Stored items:
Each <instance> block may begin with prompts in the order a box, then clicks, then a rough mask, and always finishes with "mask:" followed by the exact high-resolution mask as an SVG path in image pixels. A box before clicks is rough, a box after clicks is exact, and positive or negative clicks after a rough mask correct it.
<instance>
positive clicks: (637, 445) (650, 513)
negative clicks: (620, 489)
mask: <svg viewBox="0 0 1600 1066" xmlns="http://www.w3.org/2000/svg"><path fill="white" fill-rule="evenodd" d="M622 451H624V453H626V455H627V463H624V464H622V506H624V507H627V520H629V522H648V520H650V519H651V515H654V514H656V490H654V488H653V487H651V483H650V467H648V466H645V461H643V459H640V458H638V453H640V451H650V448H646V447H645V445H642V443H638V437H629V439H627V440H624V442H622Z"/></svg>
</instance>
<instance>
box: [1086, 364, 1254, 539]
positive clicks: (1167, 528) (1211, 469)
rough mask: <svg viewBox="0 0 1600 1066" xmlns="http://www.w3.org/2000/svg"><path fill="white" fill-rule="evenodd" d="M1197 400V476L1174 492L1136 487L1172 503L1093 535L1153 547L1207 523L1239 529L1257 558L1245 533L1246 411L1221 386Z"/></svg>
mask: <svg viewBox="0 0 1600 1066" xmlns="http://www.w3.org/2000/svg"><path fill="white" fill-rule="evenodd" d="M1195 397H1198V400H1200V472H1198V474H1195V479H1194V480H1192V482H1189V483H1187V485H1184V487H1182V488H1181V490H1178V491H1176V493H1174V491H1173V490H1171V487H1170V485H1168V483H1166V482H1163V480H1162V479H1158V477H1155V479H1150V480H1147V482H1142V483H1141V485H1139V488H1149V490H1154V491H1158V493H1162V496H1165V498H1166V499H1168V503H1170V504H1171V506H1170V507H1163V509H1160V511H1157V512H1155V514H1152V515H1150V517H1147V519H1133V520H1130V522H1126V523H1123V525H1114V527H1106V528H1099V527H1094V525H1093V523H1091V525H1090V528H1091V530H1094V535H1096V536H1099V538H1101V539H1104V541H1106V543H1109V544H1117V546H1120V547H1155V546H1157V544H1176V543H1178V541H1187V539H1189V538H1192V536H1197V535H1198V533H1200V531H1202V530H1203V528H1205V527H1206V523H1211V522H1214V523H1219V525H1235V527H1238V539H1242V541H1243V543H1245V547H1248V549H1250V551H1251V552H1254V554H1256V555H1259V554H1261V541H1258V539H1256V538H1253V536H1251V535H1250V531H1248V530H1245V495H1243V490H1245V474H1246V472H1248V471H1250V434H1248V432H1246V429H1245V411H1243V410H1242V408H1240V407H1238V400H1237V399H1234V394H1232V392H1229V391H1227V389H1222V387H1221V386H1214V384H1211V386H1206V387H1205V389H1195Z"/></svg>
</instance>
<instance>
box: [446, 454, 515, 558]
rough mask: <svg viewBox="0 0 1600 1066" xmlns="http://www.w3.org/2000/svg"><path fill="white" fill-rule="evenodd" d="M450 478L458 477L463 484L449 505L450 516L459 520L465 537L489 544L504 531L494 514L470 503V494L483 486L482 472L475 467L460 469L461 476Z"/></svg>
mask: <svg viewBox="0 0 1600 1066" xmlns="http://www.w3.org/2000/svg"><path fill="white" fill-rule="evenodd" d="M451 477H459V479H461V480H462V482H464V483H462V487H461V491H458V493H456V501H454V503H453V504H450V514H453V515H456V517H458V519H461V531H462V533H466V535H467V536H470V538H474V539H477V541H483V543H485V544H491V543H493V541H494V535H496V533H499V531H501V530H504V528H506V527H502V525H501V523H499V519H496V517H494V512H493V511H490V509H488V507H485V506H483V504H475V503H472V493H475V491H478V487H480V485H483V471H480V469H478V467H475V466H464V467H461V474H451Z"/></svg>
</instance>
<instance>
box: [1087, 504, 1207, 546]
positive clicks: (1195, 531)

About this exercise: Begin at the start of the data and stop after the line that contains "negative clicks: (620, 489)". Give those lines again with "rough mask" swapped for "coarse mask", everything else unchanged.

Reply to the task:
Each <instance> block may begin with prompts in the order a box, then clicks, then a coarse mask, and always finishes with "mask:" followed by the exact high-resolution mask as an SVG path in image pixels. A box before clicks is rough, a box after clicks is exact, and positive or negative clicks after a coarse mask correct it.
<instance>
positive clicks: (637, 445) (650, 513)
negative clicks: (620, 489)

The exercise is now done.